Scan the entries below. List each line with "bald".

[Recorded data]
# # # # #
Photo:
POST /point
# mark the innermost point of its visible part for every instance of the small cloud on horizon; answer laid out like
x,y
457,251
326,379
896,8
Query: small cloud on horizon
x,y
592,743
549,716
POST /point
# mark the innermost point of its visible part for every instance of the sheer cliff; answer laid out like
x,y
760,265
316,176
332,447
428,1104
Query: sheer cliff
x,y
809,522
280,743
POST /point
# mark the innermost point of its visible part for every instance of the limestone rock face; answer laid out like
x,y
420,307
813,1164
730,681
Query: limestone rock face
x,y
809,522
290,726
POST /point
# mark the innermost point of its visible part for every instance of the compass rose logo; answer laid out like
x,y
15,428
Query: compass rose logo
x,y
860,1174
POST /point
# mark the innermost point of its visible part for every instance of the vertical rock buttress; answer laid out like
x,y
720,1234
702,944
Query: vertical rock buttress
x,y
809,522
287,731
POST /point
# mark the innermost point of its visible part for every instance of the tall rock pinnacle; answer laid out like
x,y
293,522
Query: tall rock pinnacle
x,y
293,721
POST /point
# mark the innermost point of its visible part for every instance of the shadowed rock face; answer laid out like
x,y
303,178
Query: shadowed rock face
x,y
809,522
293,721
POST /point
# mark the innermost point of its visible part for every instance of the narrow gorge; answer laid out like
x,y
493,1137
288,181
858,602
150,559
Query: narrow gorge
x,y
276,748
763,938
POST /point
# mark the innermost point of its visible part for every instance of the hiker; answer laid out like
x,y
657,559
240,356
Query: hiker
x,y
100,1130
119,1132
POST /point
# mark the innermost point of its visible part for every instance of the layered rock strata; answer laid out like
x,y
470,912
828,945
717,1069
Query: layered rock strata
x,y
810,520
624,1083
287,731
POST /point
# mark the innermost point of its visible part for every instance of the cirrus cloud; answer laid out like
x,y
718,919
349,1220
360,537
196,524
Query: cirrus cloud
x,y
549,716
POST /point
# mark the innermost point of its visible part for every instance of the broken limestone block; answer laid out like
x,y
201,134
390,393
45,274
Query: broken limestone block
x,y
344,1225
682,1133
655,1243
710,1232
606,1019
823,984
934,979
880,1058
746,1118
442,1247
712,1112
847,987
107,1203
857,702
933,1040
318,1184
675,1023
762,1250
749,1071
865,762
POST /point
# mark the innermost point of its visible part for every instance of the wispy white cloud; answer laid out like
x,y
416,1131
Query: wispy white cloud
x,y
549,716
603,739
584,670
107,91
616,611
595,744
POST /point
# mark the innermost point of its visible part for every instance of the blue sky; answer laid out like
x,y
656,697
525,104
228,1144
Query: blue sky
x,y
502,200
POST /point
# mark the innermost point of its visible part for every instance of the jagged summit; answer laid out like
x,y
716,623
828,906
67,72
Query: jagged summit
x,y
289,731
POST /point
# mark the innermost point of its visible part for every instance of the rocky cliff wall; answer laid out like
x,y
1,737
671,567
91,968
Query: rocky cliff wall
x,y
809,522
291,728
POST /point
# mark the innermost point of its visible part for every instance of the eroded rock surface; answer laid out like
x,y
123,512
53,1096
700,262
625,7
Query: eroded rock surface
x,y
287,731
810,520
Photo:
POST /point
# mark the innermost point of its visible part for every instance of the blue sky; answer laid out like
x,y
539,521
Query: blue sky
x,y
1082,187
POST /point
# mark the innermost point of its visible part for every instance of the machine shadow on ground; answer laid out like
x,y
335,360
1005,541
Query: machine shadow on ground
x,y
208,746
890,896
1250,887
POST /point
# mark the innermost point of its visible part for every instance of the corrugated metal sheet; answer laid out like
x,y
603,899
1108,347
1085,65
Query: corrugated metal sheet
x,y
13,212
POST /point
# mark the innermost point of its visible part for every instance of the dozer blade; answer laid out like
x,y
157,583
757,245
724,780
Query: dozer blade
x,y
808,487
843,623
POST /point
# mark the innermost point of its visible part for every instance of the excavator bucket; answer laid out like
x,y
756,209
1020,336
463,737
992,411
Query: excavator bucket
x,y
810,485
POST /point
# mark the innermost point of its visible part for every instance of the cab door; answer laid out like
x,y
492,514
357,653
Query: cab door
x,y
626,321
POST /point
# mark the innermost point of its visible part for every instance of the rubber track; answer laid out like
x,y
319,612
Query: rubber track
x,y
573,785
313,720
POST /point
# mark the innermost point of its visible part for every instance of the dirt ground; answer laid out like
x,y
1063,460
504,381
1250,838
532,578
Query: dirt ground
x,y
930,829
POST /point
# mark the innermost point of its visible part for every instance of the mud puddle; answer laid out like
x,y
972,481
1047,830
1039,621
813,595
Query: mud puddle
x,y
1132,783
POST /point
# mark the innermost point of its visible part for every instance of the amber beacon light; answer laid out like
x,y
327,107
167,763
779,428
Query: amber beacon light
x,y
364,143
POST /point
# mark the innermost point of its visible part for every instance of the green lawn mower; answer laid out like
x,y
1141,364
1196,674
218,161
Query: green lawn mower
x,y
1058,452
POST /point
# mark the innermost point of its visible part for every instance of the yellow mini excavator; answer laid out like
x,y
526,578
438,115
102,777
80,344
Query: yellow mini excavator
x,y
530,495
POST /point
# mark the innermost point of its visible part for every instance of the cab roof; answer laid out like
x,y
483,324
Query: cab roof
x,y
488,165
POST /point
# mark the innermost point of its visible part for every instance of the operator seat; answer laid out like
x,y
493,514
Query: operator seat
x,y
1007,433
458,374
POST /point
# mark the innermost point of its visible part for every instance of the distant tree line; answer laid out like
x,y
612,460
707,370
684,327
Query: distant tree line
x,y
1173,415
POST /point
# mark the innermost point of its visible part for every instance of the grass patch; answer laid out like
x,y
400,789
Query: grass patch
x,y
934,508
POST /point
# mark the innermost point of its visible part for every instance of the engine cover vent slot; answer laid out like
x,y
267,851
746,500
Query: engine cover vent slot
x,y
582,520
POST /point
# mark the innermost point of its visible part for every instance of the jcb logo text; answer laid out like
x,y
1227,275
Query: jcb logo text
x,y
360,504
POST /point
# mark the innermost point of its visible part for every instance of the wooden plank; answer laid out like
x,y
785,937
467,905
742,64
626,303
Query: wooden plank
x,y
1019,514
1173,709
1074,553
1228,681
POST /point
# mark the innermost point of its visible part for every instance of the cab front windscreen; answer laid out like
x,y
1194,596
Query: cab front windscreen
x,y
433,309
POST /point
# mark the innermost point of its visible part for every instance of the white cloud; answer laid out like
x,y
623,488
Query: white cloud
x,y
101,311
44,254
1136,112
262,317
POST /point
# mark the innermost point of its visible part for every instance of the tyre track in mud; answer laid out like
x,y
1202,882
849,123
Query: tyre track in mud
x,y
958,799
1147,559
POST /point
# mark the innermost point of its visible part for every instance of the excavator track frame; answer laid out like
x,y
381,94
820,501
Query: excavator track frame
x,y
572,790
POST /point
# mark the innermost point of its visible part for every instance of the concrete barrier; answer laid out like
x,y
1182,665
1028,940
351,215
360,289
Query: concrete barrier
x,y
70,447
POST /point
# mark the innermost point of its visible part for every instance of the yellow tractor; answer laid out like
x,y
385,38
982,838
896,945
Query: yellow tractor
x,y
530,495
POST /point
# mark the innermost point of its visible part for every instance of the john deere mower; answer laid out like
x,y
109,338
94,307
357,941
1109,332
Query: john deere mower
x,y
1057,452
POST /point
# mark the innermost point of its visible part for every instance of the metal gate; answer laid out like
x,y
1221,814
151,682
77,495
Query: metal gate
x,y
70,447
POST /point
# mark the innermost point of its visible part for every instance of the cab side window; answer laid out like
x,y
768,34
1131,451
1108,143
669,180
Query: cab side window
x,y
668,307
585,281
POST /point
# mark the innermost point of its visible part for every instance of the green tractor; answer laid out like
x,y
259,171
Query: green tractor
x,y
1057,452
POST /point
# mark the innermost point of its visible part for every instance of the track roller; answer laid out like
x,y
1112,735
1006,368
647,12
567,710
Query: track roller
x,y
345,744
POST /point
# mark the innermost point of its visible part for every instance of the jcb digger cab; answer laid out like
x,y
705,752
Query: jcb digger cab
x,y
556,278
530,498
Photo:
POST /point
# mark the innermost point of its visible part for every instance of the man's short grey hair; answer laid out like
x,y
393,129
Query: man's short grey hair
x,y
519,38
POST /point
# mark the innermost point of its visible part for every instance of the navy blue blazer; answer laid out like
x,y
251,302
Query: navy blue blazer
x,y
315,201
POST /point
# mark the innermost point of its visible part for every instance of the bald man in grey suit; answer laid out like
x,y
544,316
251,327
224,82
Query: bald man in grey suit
# # # # #
Result
# mark the innermost point of its visible part for every instance of the bald man in grey suit; answer laid out like
Query: bald man in grey suit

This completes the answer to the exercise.